__What is required__:
Read the entries that follow and give each one again precisely.

*** Opening Entries supplied ***

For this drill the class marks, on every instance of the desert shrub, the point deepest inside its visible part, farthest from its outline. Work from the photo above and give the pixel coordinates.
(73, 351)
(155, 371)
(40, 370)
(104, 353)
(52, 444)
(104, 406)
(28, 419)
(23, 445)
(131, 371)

*** Closing Entries supplied ***

__Answer to this task__:
For this drill the class marks, on every instance of the desert shrub, the point deepest inside its visible part, farthest from its outline. Work from the photo above and give the pixel coordinates.
(73, 351)
(155, 371)
(40, 370)
(104, 353)
(52, 444)
(104, 406)
(28, 419)
(23, 445)
(131, 371)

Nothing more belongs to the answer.